__Task prompt__. Each line below that carries the string "central" must appear in the answer.

__Information supplied__.
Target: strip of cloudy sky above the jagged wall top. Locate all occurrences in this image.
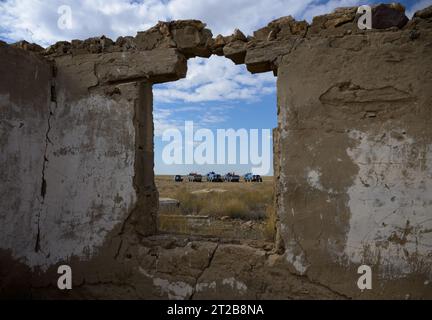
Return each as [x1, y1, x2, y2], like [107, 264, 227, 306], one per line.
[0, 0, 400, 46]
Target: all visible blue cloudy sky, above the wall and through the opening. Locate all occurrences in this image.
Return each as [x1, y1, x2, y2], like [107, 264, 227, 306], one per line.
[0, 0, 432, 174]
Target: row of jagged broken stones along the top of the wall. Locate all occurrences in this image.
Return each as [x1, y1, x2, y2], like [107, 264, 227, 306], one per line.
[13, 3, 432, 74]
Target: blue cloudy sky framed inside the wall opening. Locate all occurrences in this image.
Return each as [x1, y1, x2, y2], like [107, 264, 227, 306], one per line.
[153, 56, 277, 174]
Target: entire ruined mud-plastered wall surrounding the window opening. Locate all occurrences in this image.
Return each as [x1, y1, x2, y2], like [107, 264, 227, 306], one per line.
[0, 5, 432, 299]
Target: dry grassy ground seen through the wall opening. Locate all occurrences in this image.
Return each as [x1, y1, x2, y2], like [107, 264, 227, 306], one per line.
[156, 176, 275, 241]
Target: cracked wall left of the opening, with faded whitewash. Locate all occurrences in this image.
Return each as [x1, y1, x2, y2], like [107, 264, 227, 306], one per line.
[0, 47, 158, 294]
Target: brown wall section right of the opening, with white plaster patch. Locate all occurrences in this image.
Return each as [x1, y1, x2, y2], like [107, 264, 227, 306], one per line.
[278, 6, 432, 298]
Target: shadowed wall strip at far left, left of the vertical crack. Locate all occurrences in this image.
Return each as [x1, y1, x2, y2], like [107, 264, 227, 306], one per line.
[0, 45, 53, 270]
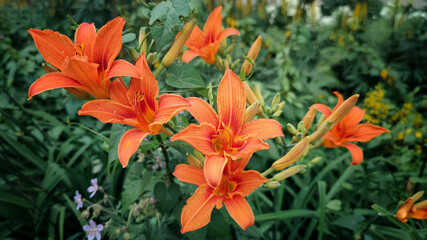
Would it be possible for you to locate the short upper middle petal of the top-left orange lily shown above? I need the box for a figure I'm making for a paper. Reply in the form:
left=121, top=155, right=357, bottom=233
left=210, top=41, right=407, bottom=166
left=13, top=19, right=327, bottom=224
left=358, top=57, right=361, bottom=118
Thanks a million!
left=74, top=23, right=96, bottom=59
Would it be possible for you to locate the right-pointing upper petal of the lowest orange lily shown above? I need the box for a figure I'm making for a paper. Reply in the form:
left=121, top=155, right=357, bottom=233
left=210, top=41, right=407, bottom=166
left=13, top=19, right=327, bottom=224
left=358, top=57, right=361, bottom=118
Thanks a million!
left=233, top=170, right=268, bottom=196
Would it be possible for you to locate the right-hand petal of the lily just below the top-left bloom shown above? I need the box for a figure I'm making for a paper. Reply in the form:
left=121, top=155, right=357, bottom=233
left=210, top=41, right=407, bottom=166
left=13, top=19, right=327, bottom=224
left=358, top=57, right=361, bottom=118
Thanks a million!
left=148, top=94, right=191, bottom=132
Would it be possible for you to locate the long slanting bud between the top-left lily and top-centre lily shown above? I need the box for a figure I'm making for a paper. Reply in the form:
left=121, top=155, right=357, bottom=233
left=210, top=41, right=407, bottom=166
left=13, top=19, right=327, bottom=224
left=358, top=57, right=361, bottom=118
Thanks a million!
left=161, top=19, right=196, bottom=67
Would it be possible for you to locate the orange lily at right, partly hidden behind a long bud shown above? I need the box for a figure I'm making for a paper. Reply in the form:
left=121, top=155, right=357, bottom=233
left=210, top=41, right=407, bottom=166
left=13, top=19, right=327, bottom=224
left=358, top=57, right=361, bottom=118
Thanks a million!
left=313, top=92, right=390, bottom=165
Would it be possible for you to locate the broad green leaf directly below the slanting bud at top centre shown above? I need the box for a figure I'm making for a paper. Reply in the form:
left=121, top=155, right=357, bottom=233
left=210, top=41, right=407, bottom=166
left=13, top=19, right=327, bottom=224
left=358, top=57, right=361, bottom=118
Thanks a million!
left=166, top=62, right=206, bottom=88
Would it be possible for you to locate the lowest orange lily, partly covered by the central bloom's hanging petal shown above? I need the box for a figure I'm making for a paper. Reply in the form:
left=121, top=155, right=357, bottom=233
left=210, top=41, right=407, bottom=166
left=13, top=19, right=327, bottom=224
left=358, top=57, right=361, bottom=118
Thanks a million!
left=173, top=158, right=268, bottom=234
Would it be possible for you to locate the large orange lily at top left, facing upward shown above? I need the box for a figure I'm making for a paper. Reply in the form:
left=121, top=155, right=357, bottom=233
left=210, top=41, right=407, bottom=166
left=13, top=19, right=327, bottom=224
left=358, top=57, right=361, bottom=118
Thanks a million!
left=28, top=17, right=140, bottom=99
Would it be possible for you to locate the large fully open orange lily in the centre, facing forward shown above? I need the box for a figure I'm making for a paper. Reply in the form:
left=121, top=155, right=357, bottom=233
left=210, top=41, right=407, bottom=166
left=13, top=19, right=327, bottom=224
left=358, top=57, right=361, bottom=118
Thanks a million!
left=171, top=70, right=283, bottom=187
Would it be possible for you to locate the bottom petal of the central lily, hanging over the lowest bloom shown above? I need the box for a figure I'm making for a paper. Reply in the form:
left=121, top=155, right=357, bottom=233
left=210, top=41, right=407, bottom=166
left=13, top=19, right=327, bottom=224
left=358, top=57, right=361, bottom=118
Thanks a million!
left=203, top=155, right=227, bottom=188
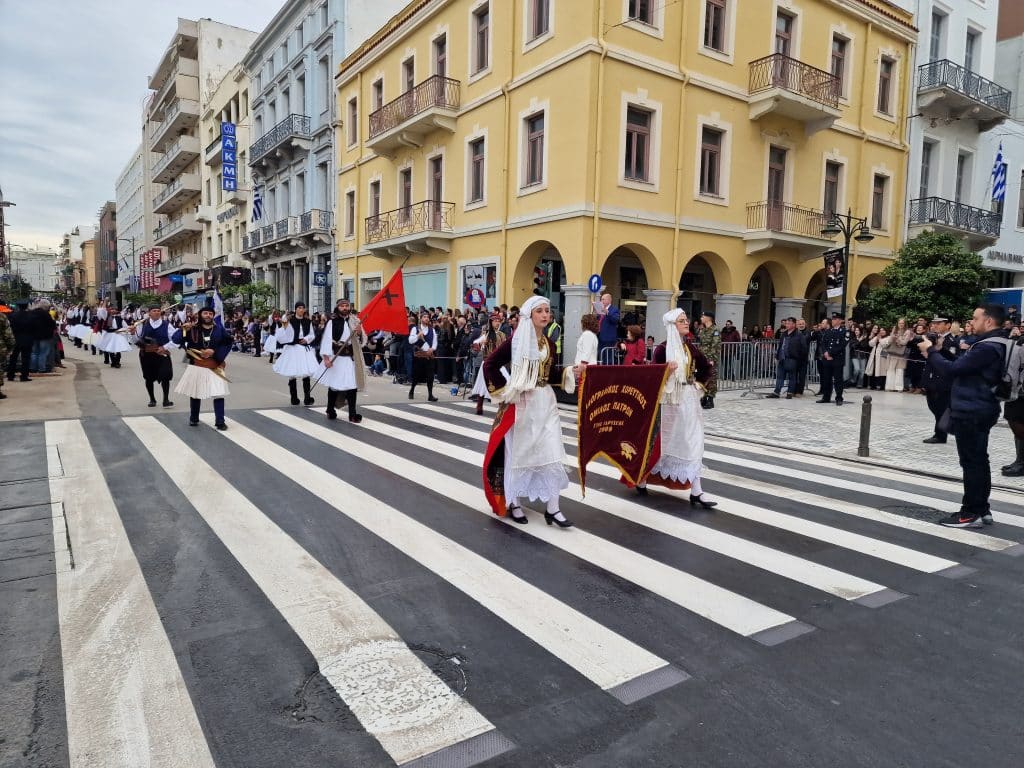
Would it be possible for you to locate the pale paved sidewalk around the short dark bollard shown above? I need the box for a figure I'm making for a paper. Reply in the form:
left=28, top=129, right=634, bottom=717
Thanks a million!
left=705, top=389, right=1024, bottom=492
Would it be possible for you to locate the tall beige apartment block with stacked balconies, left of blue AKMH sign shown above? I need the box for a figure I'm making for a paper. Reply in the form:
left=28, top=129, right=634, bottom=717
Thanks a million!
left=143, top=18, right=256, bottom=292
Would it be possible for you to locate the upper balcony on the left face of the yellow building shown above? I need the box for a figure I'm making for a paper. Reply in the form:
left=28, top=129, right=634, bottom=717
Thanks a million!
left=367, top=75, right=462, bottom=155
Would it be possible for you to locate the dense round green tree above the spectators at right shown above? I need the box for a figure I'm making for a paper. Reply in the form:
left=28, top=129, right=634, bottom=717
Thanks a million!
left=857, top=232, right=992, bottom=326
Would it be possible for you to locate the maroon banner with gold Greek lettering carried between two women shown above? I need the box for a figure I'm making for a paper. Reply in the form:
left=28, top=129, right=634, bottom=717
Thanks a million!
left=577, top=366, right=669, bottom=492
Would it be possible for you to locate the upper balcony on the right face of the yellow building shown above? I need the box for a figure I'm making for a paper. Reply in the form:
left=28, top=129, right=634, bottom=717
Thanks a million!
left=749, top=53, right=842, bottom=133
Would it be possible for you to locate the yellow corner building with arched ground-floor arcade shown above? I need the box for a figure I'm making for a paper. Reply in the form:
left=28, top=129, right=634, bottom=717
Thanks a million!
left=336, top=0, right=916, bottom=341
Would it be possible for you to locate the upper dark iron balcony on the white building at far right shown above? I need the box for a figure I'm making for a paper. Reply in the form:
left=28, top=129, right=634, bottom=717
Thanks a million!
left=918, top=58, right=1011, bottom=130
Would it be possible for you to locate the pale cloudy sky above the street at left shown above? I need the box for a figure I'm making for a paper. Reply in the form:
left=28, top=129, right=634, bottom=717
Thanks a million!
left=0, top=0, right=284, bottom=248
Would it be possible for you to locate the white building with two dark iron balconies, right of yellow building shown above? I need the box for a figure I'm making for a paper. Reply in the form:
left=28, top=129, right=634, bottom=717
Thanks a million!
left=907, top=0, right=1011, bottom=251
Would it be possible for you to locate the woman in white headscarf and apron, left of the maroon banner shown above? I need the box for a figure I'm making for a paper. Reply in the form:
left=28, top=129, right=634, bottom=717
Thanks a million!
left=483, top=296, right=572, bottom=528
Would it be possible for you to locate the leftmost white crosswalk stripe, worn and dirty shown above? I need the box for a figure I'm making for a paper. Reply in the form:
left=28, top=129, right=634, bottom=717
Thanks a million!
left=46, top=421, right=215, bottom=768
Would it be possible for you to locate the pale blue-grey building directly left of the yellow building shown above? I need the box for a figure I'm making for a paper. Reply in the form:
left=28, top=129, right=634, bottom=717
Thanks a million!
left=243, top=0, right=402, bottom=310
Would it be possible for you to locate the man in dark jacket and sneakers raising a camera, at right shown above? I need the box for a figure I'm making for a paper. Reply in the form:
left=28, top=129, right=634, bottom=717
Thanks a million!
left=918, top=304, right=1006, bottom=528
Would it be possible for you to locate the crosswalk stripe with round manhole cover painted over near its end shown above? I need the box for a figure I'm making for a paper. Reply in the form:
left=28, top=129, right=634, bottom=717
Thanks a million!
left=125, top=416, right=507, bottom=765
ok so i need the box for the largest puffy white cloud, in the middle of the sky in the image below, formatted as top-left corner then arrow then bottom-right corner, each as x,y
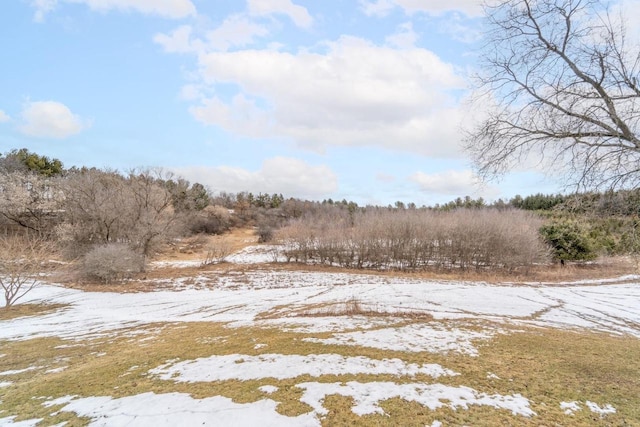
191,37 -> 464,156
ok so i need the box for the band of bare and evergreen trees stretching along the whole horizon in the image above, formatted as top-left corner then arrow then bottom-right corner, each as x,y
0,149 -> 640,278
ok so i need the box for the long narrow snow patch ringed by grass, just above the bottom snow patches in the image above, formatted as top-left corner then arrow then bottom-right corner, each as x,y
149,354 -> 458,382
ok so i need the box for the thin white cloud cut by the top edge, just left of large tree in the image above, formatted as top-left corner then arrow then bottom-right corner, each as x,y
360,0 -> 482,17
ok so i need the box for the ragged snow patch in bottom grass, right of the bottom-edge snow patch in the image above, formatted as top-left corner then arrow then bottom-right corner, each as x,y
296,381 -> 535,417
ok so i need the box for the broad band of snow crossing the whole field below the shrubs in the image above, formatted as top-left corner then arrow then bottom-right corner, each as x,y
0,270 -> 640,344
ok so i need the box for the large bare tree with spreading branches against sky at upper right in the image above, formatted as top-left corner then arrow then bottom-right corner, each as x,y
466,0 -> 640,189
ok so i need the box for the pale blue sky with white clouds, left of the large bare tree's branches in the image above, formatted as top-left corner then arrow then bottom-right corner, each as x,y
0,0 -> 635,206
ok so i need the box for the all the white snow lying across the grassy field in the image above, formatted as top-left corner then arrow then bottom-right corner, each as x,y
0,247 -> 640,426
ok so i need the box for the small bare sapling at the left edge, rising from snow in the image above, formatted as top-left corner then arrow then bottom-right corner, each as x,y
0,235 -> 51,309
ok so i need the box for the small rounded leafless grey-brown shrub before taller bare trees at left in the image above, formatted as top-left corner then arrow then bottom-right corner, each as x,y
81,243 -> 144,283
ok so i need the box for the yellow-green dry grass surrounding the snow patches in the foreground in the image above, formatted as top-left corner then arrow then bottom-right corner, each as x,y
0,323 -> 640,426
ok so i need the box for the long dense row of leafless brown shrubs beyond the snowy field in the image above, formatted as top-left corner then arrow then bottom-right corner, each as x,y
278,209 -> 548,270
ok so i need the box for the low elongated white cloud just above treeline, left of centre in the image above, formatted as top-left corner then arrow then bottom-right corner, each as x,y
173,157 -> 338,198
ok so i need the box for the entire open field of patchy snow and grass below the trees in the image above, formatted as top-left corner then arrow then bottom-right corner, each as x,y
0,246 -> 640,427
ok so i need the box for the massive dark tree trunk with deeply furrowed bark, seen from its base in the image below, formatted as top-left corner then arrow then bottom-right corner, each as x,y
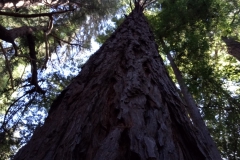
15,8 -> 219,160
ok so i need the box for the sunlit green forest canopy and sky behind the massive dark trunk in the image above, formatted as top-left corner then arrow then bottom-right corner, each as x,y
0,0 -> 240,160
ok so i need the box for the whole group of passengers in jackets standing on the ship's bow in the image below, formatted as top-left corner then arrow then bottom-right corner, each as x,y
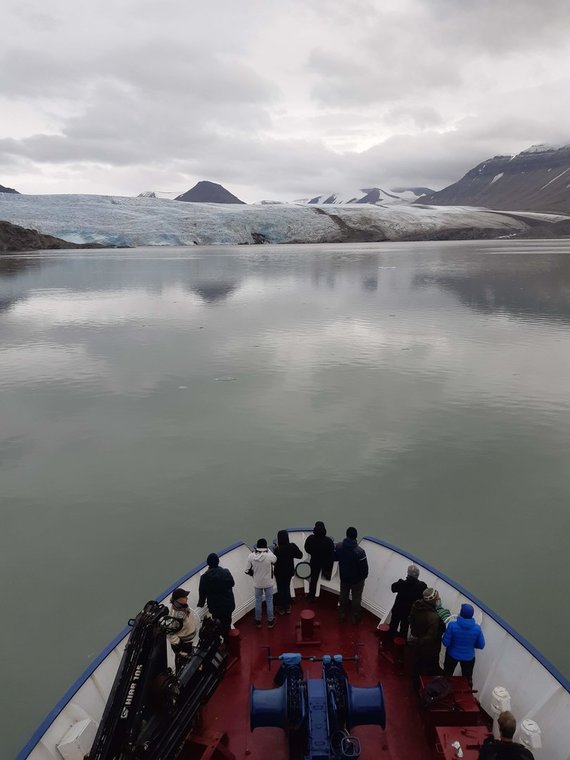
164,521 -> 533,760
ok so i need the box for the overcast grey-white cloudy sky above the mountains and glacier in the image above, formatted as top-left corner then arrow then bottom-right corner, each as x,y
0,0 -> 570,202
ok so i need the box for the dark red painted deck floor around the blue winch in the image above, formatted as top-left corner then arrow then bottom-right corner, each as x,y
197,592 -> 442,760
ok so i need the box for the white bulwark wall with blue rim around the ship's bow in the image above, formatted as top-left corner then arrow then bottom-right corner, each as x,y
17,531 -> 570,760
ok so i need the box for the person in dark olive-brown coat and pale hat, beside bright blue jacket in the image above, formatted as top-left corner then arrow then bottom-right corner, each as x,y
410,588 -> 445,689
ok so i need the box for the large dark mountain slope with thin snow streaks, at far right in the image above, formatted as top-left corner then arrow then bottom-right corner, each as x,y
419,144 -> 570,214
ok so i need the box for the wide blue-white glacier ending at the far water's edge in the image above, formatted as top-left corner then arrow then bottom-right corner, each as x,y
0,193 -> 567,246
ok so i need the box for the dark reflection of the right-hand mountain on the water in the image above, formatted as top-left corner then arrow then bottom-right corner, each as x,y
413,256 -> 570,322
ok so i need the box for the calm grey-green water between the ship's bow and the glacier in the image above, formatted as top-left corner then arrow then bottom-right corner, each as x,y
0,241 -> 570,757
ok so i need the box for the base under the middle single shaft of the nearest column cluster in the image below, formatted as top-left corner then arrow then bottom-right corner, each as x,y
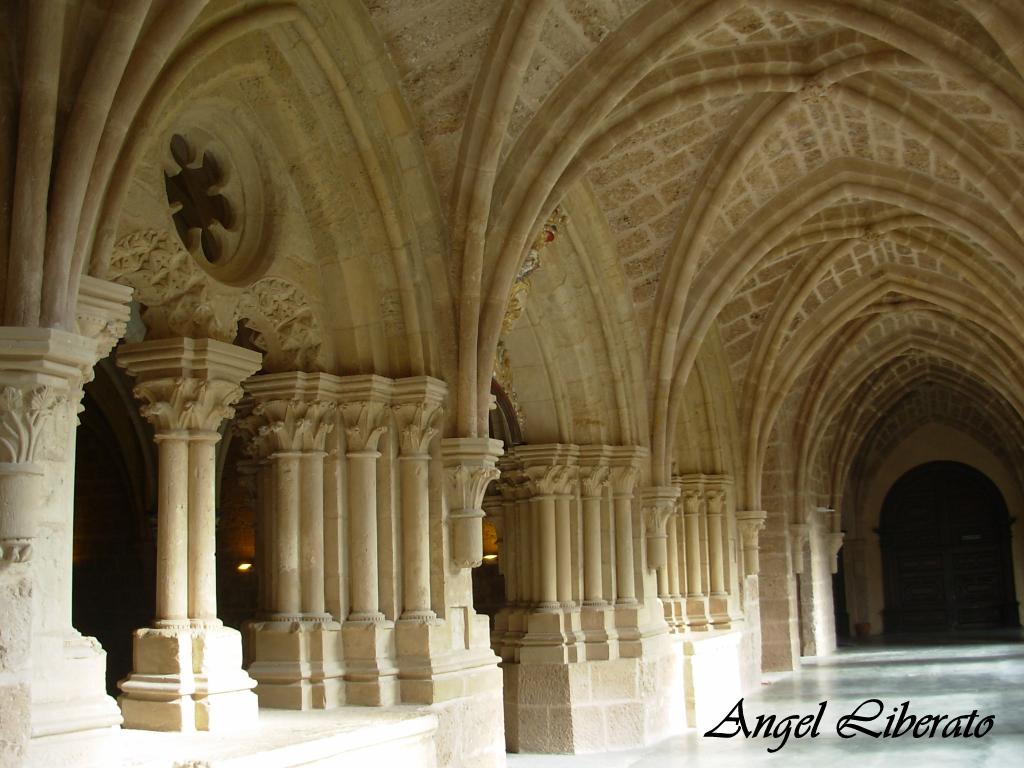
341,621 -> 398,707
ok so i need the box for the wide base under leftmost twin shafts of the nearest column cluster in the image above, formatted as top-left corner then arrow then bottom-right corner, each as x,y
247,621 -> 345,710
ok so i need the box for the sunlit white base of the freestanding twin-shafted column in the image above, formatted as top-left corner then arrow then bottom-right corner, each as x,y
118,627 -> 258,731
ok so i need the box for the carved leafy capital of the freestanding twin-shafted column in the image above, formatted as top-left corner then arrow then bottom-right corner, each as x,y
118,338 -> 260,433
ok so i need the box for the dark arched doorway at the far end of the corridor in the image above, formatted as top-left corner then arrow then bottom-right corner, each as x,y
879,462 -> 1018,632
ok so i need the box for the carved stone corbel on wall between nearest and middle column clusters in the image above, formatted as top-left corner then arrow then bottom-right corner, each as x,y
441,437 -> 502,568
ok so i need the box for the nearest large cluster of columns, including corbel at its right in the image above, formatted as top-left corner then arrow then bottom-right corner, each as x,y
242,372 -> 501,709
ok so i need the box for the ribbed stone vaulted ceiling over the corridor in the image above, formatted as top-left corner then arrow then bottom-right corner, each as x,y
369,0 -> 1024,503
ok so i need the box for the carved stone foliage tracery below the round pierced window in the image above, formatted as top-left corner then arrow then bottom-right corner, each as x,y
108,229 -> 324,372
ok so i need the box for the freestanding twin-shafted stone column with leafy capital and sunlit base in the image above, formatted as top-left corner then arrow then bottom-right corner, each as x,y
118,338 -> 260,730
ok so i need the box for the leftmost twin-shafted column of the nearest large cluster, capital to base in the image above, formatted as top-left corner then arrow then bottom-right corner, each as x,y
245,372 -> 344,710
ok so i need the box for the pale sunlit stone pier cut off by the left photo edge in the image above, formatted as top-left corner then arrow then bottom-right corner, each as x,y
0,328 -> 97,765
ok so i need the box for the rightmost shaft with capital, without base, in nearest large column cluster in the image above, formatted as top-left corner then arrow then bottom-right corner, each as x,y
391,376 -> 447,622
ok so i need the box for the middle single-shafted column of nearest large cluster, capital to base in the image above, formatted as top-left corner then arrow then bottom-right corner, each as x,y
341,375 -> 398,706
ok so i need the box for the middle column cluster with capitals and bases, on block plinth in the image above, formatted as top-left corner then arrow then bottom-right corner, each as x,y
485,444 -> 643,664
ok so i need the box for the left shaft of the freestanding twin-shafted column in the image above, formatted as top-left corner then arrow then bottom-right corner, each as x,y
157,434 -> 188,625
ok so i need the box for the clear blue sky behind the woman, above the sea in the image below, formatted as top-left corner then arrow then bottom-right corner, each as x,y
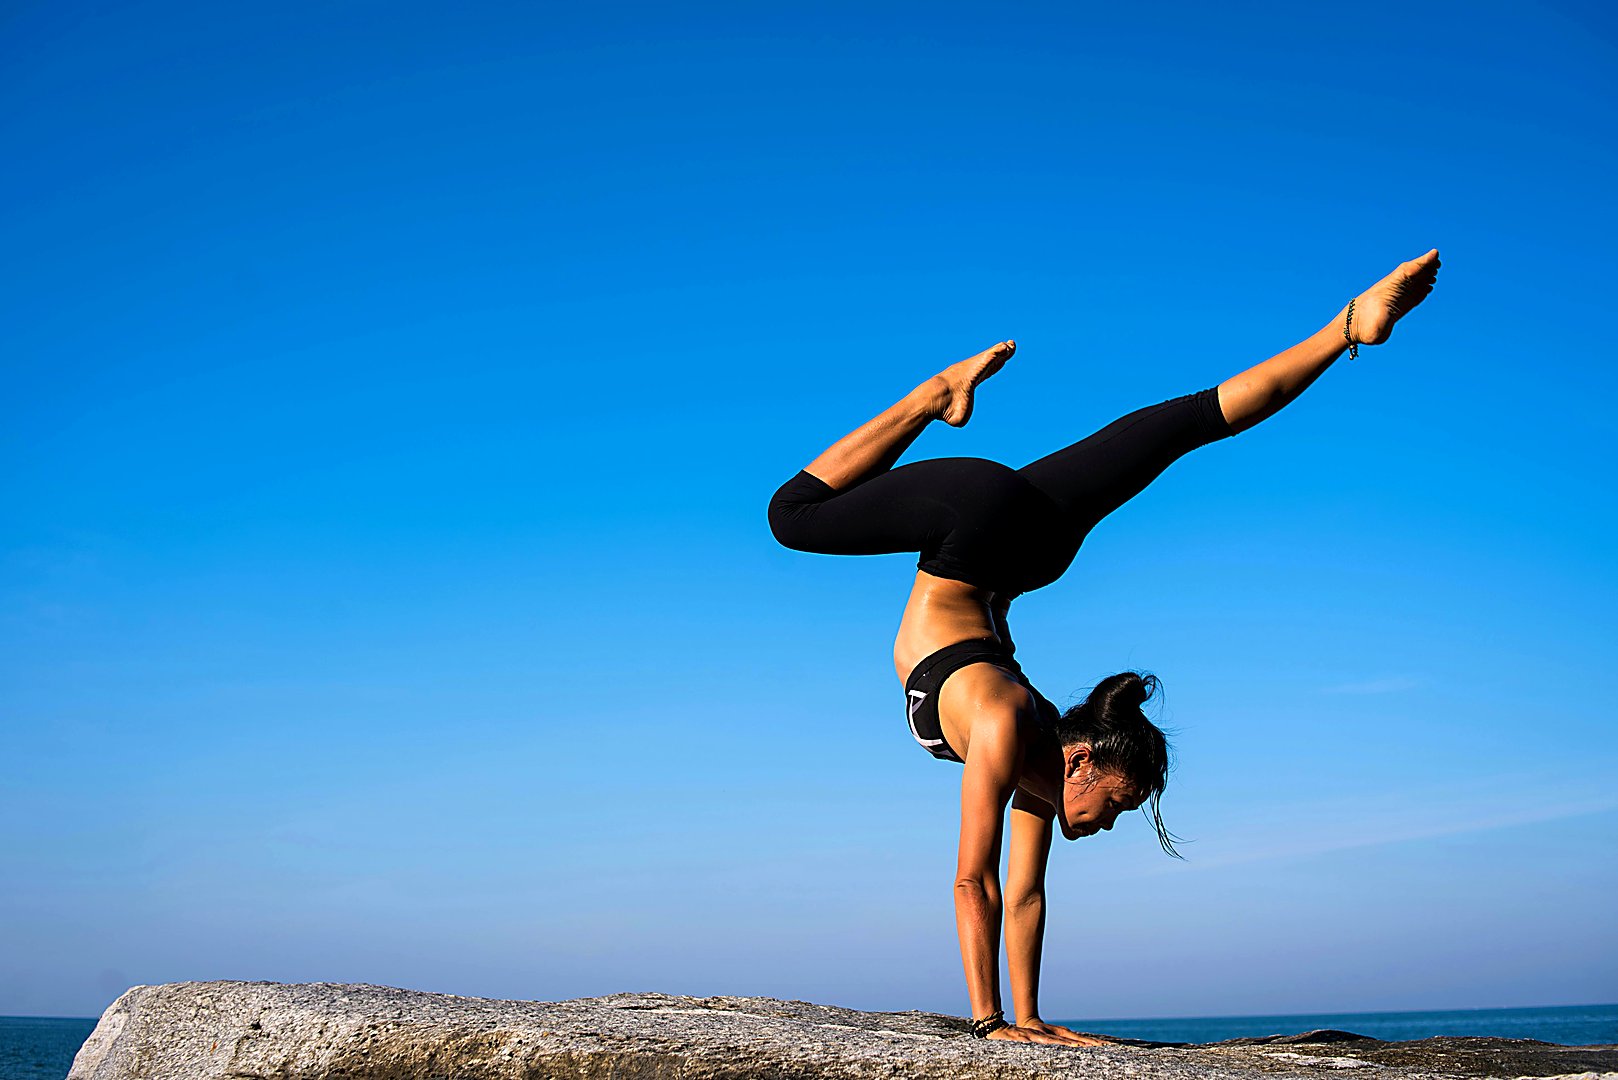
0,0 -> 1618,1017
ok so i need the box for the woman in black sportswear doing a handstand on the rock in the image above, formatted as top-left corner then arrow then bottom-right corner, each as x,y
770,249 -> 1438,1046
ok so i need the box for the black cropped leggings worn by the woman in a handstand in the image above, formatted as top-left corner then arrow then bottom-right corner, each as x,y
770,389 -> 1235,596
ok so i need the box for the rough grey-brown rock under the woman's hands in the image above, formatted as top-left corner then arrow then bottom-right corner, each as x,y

__Response to this exercise__.
Would it be possible for you to locate the lowest orange lily, partly covered by the central bloom's hanging petal shown above? I need the box for a figure I'm making for a paper. Reply in the form:
Would it be possible for you to locate the bottom petal of the central lily, hanging over the lowest bloom shown above? I need the box for a figure I'm making for a paper. Reply in the form:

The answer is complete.